Text-to-region grounding data
:::::

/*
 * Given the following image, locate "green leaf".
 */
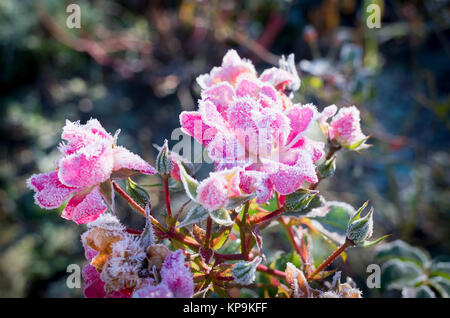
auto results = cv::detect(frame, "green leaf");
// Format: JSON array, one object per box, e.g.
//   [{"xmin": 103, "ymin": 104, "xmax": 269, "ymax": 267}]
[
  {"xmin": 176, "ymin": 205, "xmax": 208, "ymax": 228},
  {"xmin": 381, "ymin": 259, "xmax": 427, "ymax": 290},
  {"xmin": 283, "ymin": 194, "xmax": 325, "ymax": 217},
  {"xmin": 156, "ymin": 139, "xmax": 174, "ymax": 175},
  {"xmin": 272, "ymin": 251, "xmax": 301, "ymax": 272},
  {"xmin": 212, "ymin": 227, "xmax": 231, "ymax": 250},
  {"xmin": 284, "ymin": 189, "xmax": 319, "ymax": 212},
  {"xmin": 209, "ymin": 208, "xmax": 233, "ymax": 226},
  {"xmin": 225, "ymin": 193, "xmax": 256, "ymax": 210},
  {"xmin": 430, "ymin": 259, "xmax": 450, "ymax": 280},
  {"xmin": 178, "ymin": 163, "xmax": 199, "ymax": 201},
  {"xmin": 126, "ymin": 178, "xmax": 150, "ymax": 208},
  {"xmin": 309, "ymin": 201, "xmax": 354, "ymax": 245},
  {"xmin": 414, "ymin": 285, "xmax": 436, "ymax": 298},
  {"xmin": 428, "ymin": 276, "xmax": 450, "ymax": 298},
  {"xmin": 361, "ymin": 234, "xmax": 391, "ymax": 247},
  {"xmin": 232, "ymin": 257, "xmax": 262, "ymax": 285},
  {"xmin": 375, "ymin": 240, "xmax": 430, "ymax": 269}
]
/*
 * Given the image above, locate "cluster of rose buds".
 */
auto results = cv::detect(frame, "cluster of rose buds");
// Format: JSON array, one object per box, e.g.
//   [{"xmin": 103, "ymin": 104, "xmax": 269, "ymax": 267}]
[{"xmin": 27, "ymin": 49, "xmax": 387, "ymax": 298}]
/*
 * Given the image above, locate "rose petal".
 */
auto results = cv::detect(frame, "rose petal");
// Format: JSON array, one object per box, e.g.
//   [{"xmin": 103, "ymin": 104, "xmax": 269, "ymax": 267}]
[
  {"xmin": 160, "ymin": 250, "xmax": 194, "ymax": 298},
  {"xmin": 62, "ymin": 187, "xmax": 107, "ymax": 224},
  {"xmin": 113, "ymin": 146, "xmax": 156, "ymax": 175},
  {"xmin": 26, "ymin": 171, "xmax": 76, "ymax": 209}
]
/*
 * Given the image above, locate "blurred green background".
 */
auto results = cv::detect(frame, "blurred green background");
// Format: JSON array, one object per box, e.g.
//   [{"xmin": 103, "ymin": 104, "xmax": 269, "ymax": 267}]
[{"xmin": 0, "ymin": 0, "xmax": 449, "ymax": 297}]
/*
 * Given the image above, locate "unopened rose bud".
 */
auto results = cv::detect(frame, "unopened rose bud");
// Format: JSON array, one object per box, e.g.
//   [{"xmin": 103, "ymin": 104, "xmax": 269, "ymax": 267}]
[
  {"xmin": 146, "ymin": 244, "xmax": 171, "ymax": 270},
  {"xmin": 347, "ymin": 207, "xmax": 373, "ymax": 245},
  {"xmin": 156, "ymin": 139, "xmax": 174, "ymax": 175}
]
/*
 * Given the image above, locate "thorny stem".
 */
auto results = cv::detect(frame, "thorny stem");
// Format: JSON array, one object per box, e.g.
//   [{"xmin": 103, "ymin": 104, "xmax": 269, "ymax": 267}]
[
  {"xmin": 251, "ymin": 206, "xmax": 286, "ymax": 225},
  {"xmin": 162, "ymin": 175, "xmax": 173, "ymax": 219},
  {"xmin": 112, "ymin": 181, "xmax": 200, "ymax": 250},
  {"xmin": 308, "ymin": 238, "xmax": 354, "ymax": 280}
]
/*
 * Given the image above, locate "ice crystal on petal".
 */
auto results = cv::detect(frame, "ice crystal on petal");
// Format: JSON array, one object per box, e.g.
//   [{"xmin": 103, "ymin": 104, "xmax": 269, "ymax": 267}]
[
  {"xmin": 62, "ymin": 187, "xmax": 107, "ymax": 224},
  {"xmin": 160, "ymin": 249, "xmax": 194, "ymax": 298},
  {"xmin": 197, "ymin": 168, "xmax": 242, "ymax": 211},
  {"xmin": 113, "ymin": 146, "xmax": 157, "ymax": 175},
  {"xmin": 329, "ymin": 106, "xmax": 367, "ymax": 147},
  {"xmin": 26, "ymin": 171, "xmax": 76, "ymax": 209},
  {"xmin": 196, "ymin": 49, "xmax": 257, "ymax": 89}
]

:::::

What you are asked to do => Copy each line from the data above that includes "rose".

Answer to the problem =>
 * Given the image above, locate "cluster of rose buds".
auto results = cv::detect(frame, "cluster of rose buds");
 * Given the image above, locate "rose petal".
auto results = cv::detect(frame, "rose petal");
 * Given the image above, locate "unopened rose bud".
auto results = cv::detect(frame, "unopened rose bud");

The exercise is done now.